The Birthday Problem
The odds that two people share a birthday are 1/365 (ignoring February 29). The odds that they don’t are therefore 364/365. When we add a third person, the odds that they don’t share a birthday with either of the preceding two people are 363/365, so the overall odds that nobody shares a birthday are (365/365)×(364/365)×(363/365). If we keep calculating, there’s a 50% chance of two people sharing a birthday in a group of just 23 people, and a 99.9% chance with 70 people.
We can use the same math to calculate how many files we need to hash before there’s a 50% chance of a collision. Instead of 365, we use \(2^{160}\) (the number of values that are 160 bits long), and after checking Wikipedia and doing a few calculations with Wolfram Alpha, we calculate that we would need to have approximately \(10^{24}\) files in order to have a 50% chance of a collision. We’re willing to take that risk.
Node’s crypto
module provides tools to create a SHA-1 hash.
To use them,
we create an object that keeps track of the current state of the hashing calculations,
tell it how we want to encode (or represent) the hash value,
and then feed it some bytes.
When we are done,
we call its .end
method
and then use its .read
method to get the final result:
import crypto from 'crypto'
// create a SHA1 hasher
const hash = crypto.createHash('sha1')
// encode as hex (rather than binary)
hash.setEncoding('hex')
// send it some text
const text = process.argv[2]
hash.write(text)
// signal end of text
hash.end()
// display the result
const sha1sum = hash.read()
console.log(`SHA1 of "${text}" is ${sha1sum}`)
node hash-text.js something
SHA1 of "something" is 1af17e73721dbe0c40011b82ed4bb1a7dbe3ce29
Hashing a file instead of a fixed string is straightforward: we just read the file’s contents and pass those characters to the hashing object:
import fs from 'fs'
import crypto from 'crypto'
const filename = process.argv[2]
const data = fs.readFileSync(filename, 'utf-8')
const hash = crypto.createHash('sha1').setEncoding('hex')
hash.write(data)
hash.end()
const sha1sum = hash.read()
console.log(`SHA1 of "${filename}" is ${sha1sum}`)
node hash-file.js hash-file.js
SHA1 of "hash-file.js" is c54c8ee3e576770d29ae2d0d73568e5a5c49eac0
However, it is more efficient to process the file as a stream:
import fs from 'fs'
import crypto from 'crypto'
const filename = process.argv[2]
const hash = crypto.createHash('sha1').setEncoding('hex')
fs.createReadStream(filename).pipe(hash)
hash.on('finish', () => {
const final = hash.read()
console.log('final', final)
})
console.log('program ends')

*Recorded information*:
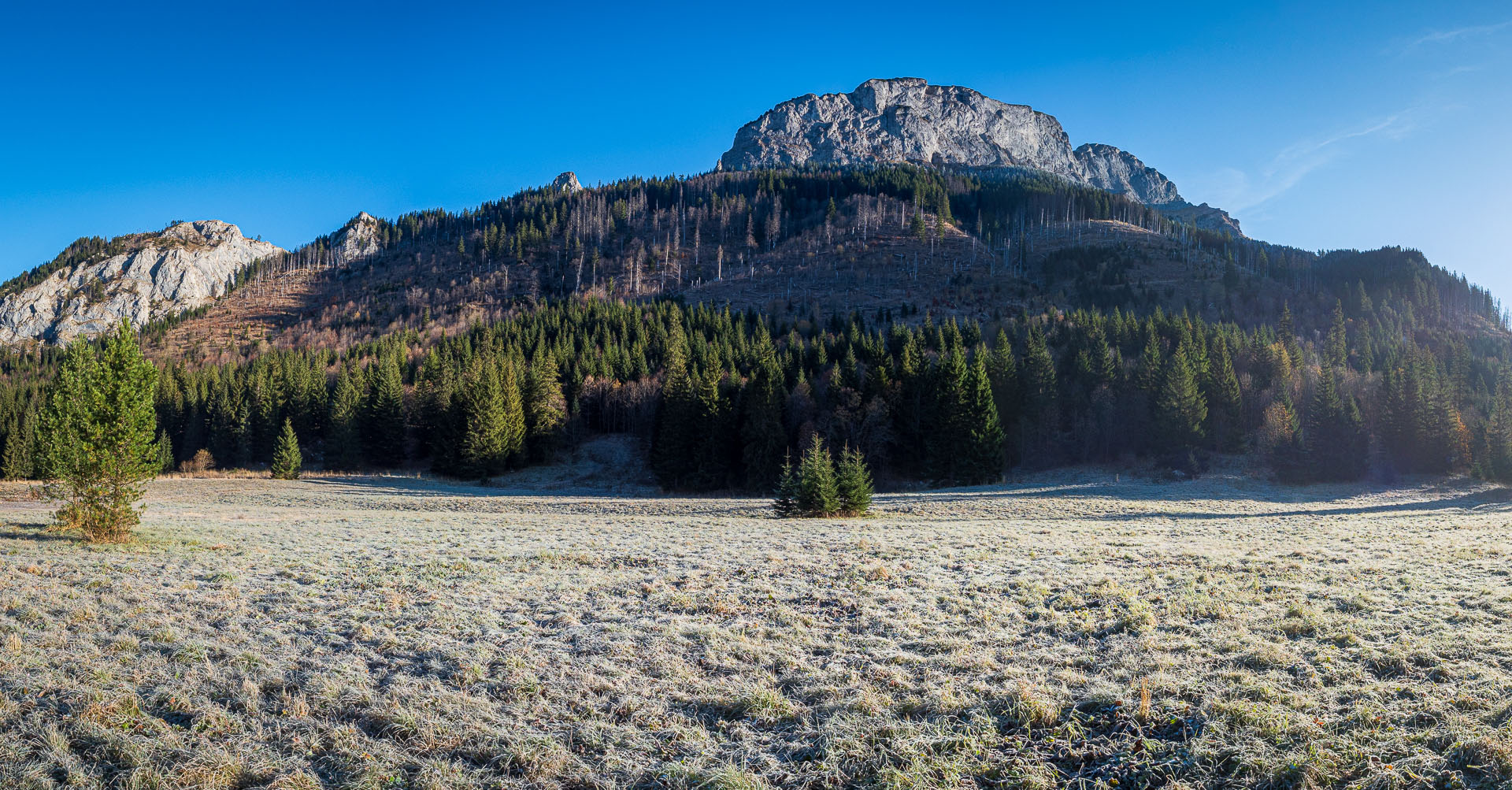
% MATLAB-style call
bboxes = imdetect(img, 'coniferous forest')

==

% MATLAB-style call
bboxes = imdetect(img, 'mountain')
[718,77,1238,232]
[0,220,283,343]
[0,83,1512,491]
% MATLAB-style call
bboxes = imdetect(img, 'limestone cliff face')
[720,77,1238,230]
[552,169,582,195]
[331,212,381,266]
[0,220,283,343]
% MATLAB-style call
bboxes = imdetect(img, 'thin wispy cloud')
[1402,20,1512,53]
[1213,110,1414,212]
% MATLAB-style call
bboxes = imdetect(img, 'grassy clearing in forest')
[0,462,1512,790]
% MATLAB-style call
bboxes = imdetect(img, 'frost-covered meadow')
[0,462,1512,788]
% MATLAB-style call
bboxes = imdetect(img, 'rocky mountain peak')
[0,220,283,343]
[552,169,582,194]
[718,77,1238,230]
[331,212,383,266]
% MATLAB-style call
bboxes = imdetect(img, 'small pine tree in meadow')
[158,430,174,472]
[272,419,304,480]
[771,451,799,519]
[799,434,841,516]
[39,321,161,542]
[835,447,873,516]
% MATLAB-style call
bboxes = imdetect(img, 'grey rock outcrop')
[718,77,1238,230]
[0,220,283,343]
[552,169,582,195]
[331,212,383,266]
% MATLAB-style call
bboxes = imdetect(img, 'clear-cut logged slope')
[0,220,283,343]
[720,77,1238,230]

*Complete the following*:
A) In the hashing excerpt, list every method called on the hash object in the program whose first comment is "// create a SHA1 hasher".
B) Summarize the hashing excerpt in two sentences.

*Solutions to each task*:
A) setEncoding, write, end, read

B) Applying birthday-problem math with 2^160 possible values in place of 365, the excerpt calculates that about 10^24 files would be needed for a 50% chance of a collision, a risk it is willing to take. It then shows how Node's crypto module creates a SHA-1 hash of a text string or a file, noting that processing the file as a stream is more efficient.